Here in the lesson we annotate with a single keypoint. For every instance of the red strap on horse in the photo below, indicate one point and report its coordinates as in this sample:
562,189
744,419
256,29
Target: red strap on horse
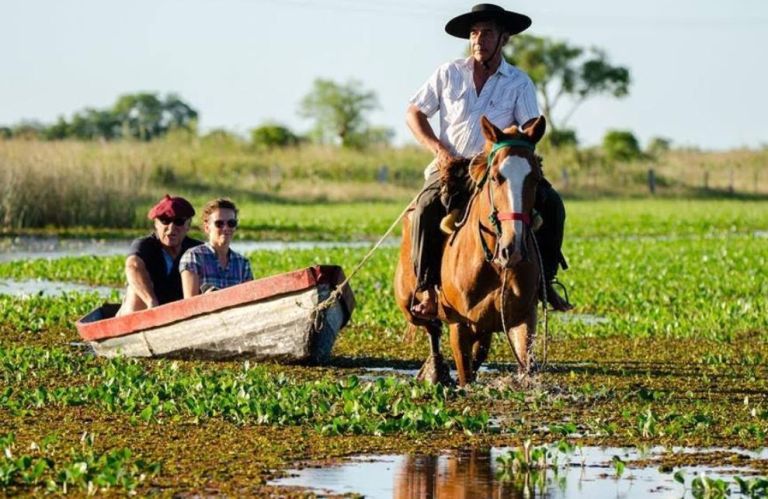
513,215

____________________

**Your objective:**
Copy out the item above verbatim, omitting the picture.

**Completed task:**
Here in the lesson we annotate with a single keypoint. For every instance of the red strap on horse in the photo below, indicate one point and report its coordinates as in this sample:
562,189
744,419
256,29
Target: red strap on horse
513,215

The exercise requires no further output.